EXERCISE MATERIALS:
------------------------------------------------------------------------

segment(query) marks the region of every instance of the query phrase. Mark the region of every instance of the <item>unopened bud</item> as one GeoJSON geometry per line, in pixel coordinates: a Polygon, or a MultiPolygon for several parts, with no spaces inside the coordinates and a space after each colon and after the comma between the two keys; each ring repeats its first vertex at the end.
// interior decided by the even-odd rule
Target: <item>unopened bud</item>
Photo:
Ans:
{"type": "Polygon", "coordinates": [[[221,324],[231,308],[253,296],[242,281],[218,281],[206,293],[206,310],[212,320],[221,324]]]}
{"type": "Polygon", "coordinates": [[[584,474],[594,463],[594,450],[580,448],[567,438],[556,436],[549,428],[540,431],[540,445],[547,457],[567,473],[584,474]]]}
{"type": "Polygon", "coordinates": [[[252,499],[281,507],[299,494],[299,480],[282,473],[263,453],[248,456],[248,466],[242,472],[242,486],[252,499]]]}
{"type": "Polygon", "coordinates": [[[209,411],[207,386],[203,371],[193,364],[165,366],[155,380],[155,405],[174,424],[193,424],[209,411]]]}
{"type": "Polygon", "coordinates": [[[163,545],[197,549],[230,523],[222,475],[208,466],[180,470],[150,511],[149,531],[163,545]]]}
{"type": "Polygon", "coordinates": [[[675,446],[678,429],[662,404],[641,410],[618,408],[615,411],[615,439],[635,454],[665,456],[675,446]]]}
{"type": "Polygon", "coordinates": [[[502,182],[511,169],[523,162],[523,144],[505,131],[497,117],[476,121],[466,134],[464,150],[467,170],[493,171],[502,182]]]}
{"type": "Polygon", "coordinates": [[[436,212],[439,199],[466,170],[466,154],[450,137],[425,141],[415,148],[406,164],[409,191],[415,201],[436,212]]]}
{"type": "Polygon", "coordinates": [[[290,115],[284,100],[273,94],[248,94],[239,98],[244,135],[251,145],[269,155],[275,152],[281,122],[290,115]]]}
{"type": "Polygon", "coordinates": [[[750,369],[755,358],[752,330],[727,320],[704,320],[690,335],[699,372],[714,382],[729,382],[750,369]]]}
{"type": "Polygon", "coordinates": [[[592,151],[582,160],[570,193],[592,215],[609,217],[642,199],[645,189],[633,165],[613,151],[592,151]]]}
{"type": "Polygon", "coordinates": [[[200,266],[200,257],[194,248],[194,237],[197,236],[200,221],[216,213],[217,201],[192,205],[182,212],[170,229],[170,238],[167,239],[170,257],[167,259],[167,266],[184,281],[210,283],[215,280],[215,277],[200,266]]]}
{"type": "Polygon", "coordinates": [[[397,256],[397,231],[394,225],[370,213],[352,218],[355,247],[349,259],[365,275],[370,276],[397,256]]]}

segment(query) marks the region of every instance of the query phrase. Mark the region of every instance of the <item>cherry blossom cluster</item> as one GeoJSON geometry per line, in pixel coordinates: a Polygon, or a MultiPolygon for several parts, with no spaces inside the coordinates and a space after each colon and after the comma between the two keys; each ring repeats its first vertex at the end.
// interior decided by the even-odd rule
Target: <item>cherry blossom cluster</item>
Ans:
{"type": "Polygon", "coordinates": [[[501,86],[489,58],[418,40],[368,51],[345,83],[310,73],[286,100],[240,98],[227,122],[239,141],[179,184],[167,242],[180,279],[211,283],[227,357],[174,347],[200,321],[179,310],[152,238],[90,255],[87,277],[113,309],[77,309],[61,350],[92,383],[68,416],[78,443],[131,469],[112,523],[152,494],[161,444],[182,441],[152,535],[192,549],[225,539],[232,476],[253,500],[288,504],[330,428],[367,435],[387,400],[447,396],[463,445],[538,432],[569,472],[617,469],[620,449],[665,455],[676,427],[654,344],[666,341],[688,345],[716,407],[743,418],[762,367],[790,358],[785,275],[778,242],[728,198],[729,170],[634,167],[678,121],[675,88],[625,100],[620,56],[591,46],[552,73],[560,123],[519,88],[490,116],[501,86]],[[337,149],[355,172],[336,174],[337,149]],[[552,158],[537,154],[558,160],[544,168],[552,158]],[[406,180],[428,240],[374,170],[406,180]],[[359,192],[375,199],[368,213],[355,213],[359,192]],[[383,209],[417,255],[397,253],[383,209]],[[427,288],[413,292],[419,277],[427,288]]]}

------------------------------------------------------------------------

TASK DESCRIPTION: Which lines of the listing above contain the string "Target"? Collect every such line in full, treating uppercase and lowercase letters as different.

TASK RESPONSE:
Target: <item>unopened bud</item>
Target: <item>cherry blossom cluster</item>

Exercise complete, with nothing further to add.